* **EXERCISE AIM**: Using the entries below, transcribe exactly the line containing "Target: bird's red eye" and each line that follows it to the end.

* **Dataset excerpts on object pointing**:
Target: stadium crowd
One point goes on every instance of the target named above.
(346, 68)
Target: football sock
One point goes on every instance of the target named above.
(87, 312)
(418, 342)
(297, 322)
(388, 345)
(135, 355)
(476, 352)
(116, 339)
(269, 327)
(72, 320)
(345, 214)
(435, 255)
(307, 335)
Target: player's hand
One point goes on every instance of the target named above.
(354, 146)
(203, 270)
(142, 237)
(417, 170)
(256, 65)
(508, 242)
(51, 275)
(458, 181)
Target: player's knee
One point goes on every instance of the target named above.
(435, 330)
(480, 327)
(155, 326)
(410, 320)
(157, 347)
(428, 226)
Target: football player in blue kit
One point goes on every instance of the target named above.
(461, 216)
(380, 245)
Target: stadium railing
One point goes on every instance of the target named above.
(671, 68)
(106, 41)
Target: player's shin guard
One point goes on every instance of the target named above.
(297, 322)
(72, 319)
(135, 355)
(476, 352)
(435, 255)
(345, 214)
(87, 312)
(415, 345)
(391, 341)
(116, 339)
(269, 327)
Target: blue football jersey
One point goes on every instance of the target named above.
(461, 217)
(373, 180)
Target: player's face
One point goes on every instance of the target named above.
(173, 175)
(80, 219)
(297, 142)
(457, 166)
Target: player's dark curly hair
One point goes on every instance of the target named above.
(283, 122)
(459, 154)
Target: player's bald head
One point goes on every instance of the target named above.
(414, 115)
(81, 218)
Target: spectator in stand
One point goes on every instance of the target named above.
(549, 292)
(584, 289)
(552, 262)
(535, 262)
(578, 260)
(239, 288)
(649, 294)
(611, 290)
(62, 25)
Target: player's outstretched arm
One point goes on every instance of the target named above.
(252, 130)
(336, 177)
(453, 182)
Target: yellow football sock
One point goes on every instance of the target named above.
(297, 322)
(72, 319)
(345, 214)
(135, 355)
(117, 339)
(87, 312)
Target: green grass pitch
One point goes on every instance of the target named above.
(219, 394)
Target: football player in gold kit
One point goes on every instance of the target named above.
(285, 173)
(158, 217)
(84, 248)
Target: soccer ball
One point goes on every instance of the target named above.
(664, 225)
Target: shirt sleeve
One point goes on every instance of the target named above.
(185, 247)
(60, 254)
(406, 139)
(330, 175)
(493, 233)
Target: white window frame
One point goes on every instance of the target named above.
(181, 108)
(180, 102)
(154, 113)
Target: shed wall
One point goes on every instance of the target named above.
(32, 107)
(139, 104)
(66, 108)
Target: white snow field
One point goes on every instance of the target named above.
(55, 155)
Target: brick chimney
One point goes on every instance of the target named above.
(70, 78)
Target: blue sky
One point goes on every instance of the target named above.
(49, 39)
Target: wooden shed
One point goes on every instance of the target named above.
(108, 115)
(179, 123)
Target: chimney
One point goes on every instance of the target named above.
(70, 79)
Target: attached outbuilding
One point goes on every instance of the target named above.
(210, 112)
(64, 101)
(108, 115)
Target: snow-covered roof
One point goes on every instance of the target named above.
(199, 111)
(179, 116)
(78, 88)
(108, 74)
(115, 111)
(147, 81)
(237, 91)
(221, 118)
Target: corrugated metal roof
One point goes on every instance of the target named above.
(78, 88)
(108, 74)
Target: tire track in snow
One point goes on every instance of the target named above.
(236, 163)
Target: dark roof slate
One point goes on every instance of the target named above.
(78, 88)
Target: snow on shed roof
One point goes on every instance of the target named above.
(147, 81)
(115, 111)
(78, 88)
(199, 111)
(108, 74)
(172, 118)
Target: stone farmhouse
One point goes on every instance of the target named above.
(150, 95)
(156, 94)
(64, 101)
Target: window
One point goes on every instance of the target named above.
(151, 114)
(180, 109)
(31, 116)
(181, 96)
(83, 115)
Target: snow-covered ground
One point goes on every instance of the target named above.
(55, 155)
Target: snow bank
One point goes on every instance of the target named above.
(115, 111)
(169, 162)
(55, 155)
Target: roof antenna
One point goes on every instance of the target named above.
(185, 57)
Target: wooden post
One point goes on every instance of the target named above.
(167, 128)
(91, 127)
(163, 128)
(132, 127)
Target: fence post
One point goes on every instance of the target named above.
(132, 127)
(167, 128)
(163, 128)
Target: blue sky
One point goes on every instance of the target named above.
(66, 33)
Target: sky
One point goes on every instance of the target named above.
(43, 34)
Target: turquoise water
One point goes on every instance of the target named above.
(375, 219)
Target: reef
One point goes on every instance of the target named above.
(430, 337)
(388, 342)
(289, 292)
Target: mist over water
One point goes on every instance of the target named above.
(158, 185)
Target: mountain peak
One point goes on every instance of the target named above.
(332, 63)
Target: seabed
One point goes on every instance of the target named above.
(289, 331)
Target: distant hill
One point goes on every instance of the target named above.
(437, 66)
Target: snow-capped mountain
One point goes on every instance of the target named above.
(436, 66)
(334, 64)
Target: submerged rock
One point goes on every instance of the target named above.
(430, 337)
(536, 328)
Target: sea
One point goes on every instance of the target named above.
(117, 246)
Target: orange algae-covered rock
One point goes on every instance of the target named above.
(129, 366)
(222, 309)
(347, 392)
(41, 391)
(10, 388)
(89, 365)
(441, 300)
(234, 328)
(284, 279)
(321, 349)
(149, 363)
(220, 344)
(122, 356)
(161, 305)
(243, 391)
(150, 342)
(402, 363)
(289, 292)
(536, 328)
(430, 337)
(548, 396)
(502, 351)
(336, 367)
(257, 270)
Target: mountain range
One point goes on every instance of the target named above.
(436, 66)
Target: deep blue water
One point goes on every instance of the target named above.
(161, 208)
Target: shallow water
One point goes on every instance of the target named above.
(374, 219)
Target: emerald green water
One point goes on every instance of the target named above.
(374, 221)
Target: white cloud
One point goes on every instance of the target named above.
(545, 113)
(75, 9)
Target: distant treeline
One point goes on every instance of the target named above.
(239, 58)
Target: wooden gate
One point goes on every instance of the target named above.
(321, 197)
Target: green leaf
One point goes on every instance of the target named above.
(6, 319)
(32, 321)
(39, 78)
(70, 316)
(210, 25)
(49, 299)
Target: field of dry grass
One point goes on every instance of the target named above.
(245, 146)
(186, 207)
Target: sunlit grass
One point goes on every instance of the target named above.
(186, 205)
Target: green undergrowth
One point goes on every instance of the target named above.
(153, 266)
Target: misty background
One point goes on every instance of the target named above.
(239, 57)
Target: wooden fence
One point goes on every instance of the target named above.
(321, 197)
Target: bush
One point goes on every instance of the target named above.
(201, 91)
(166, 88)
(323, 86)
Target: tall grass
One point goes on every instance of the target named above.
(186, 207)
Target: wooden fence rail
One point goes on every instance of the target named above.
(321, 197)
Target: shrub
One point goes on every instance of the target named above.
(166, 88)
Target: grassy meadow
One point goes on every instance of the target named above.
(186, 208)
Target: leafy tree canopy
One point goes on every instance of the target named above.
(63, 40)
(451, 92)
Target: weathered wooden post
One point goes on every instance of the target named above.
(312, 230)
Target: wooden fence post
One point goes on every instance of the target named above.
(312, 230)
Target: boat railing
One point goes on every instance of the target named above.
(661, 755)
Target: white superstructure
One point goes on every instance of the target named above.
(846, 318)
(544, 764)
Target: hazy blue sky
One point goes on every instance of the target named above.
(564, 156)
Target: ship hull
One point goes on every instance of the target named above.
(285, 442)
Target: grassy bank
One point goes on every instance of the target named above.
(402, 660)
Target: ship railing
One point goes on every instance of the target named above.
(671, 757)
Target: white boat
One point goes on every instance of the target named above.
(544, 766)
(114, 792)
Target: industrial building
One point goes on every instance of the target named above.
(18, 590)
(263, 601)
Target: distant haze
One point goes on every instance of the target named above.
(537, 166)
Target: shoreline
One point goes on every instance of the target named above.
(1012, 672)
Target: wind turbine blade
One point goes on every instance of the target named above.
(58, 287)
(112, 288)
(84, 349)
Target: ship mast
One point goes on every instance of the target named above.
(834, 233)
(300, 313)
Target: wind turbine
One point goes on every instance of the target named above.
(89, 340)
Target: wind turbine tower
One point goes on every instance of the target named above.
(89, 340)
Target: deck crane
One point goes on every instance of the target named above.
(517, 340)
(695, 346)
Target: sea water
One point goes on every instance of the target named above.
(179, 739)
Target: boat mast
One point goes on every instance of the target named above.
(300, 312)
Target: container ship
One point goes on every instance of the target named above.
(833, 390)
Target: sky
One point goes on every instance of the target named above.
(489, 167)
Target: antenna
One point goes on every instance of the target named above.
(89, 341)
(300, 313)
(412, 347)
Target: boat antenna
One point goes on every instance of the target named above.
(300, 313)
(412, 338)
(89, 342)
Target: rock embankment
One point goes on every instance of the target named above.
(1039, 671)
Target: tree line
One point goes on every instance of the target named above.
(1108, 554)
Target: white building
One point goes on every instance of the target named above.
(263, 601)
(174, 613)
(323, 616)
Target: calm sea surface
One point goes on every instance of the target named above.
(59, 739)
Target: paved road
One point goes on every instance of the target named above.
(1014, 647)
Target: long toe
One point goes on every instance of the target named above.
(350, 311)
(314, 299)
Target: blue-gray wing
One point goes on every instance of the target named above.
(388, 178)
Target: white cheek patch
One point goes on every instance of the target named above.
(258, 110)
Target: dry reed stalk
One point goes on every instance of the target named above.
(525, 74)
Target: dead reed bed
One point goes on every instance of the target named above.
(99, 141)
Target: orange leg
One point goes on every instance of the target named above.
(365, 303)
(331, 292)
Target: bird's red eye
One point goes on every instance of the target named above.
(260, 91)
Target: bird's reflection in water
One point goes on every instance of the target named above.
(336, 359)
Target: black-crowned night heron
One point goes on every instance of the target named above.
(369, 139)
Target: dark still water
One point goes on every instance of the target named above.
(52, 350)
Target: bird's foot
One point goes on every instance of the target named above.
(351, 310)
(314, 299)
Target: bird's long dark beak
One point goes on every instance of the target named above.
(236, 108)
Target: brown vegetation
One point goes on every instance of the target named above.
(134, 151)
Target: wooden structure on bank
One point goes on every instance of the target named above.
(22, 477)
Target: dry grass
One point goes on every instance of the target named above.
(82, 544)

* **THE REPLY**:
Target: bird's red eye
One point goes on every instance of the target named above.
(260, 91)
Target: bird's reflection in water
One point goes on every instance of the target named above.
(336, 359)
Target: black-crowned night heron
One point goes on every instance of the target named above.
(369, 139)
Target: dark still water
One point goes on every instance of the target named above.
(52, 350)
Target: bird's foot
One point goes on every instance of the target named above.
(351, 310)
(314, 299)
Target: bird's long dark beak
One point goes on every instance of the target named above.
(236, 108)
Target: brown vegetation
One point goes on every instance of the target named above.
(134, 151)
Target: wooden structure on bank
One point goes on every instance of the target named above.
(22, 477)
Target: dry grass
One point goes on every instance of the target named above.
(82, 544)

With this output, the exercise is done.